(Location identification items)
────────

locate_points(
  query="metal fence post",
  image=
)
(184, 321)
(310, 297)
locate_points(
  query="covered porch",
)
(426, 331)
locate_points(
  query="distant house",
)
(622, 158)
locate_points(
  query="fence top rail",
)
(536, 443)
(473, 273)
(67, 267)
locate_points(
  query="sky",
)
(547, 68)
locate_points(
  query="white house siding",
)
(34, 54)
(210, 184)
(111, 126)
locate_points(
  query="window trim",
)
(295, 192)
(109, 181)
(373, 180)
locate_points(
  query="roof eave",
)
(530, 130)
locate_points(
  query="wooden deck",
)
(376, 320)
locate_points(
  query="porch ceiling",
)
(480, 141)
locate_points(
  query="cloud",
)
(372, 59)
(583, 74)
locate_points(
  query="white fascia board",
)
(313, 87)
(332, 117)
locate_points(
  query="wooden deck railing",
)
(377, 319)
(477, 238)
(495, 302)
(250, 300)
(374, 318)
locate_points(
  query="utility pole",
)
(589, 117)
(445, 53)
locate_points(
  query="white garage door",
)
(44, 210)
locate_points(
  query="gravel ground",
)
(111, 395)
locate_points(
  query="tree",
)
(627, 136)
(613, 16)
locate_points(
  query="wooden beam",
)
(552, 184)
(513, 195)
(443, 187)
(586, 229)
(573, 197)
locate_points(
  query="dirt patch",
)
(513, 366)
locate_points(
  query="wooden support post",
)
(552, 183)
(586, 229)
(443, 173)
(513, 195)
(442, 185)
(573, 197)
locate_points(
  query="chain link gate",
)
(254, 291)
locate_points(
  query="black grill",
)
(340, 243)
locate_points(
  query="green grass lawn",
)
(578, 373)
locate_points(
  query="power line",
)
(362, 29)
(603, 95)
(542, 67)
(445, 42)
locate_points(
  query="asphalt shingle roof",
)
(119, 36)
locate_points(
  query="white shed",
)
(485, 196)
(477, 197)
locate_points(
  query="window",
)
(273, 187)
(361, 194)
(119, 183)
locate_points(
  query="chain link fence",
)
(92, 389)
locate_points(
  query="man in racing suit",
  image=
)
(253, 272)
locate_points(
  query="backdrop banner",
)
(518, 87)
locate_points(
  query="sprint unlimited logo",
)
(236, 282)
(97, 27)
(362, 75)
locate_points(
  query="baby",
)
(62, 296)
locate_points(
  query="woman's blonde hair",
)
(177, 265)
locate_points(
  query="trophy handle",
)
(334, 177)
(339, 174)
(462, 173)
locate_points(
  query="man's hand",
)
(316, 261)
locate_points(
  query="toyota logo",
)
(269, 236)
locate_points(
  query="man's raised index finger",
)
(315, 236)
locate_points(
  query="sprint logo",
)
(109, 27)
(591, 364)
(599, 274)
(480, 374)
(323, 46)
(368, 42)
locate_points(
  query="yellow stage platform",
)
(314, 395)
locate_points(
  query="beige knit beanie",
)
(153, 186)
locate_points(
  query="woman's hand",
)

────────

What to do:
Locate every line in the items above that contains the string "chain", matching case exactly, and copy each one.

Problem solution:
  query="chain link gate",
  query="chain link fence",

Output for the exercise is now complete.